Gösterilen metin.
**********
3 Ağustos 2021 DEVA Partisi Genel Başkanı Ali Babacan’ın 3. İl Başkanları Toplantısı Konuşması

3 Ağustos 2021

DEVA Partisi Genel Başkanı Ali Babacan’ın 3. İl Başkanları toplantısında yaptığı konuşma

Demokrasi ve Atılım Partisi’nin değerli Genel Merkez Başkanlık kurulu üyeleri, Değerli bölge koordinatörlerimiz,
Çok değerli il başkanlarımız,
Basınımızın kıymetli temsilcileri,

Ekranları başında ve sosyal medya hesaplarımızdan bizleri izleyen değerli dostlarımız,

Hepinizi saygıyla, sevgiyle selamlıyor, Partimizin 3. İl Başkanları Toplantısı’na hoşgeldiniz diyorum.

*****

Değerli arkadaşlarım,

Çok acılı günlerden geçiyoruz.

Çok büyük bir afetin ortasındayız.

Ege ve Akdeniz bölgemizdeki yangınlar hâlâ devam ediyor.

Huzurlarınızda bir kez daha bu yangınlarda hayatını kaybeden vatandaşlarımıza Allah’tan rahmet, ülkemize başsağlığı diliyorum.

Yaralı vatandaşlarımızın ise en kısa sürede sağlığına kavuşmasını temenni ediyorum.

Yine yaralı hayvanlarımıza da şifa diliyorum.

Hem yangın söndürme çalışmalarında, hem de kurtarma ekiplerinde görevli veya gönüllü çalışan tüm vatandaşlarımıza teşekkür ediyorum, kolaylıklar diliyorum.

Temennim, en kısa sürede bu afetin son bulmasıdır.

*****

Geçtiğimiz pazar günü, arkadaşlarımla beraber Antalya’daydım. Ağırlık olarak Manavgat bölgesini kapsayan bir program düzenledik.

Heyetimizle birlikte afet alanlarına gittik.

Afet Yardımlaşma Merkezi’nde ve Yangın Dayanışma Merkezi’nde incelemelerde bulunduk.
**********
Veri alıntıları.
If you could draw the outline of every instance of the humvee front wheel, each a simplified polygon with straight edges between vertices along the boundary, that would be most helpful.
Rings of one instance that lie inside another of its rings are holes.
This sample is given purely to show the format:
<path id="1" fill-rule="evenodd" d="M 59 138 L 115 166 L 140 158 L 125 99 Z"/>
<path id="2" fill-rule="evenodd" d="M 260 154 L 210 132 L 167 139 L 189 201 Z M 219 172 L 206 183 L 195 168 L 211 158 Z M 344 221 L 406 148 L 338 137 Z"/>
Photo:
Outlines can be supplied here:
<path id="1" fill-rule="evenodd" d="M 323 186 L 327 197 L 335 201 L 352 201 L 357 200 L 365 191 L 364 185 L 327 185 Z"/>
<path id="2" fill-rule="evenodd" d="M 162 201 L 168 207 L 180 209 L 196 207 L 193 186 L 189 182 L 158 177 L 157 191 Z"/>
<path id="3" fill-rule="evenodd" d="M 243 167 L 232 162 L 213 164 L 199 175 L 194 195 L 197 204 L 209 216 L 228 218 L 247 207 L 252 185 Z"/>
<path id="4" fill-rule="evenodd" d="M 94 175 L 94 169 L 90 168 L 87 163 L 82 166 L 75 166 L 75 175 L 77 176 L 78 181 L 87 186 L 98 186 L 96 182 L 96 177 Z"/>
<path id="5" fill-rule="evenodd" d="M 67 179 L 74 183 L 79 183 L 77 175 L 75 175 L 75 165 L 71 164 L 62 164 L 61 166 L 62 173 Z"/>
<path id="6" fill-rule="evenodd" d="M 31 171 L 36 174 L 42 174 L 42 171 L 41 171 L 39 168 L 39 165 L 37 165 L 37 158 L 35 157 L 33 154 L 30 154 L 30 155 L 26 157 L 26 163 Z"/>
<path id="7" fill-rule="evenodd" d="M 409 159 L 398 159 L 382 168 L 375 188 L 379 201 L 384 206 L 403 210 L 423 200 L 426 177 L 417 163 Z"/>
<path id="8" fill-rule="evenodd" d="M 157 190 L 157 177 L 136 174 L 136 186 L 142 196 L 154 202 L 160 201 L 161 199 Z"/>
**********
Yapılacak işler.
A) İl başkanları toplantısındaki konuşmaya göre, geçtiğimiz pazar günkü Antalya programı ağırlıklı olarak hangi bölgeyi kapsıyordu?
B) İl başkanları toplantısındaki konuşmayı, metnin son cümlesinden devam ettirin.

Cevaplar aşağıda.
A) Manavgat bölgesini.

B)
Ardından yangından etkilenen köylerimizi, vatandaşlarımızı ziyaret ettik. Bakın bizlere ne dediler, ne anlattılar?

Yaşlı bir amca, “beni oğlum kurtardı, oğlumun her tarafı yandı” diyerek gözyaşları içinde bize olanları anlattı.

Genç bir arkadaşımız, “112’yi 5 defa aradım, gelip de bizi kurtarmadılar” diye sitem etti.

Bir başka genç arkadaşımız, “yangının başladığı günden itibaren burada devlet yoktu” dedi.

“Cennetti, cehennem oldu” dediler.

Değerli arkadaşlar,

“Devlet yoktu” ne kadar ağır bir söz hissedebiliyor musunuz?

Vatandaşımızın evi yanarken, ülkenin ormanları, hayvanları yanarken “devlet yoktu.”

O anda aklıma 1999 depremi geldi. O gün de o bölgede yaşayan vatandaşlarımız “nerede bu devlet” diye feryat ediyordu.

O gün de yine büyük bir afet karşısında, devlet yoktu.

O gün de halkımız zaten ekonomik krizin içinde tek başına can mücadelesi verirken, göçük altında da yalnız bırakılmıştı.

Şimdiki tablo da ne yazık ki farklı değil değerli arkadaşlar.

Aradan geçmiş 22 yıl. Türkiye dönmüş dolaşmış aynı yönetim beceriksizliğine, benzer sorunların içine düşmüş durumda.

Biliyorsunuz; bazı Bakanlar olay yeri inceleme ekipleri gibi izleyici olarak yangın bölgesine gittiler.

Orada, Tarım ve Orman Bakanlığı’nın envanterinde yangın söndürme uçağı ve helikopteri olmadığını açıkladılar.

Vatandaşlarımız, günlerce korku dolu ve belirsiz bir afet süreciyle baş başa bırakıldı.

Afet kontrol altına alınamadığı için hâlâ da gidişat belli değil.

Üstelik hem yangınları söndüremiyorlar hem de dışarıdan gelecek desteklere burun kıvırıyorlar.

Bakın, bu yangınlar komşumuz Yunanistan’da da çıktı.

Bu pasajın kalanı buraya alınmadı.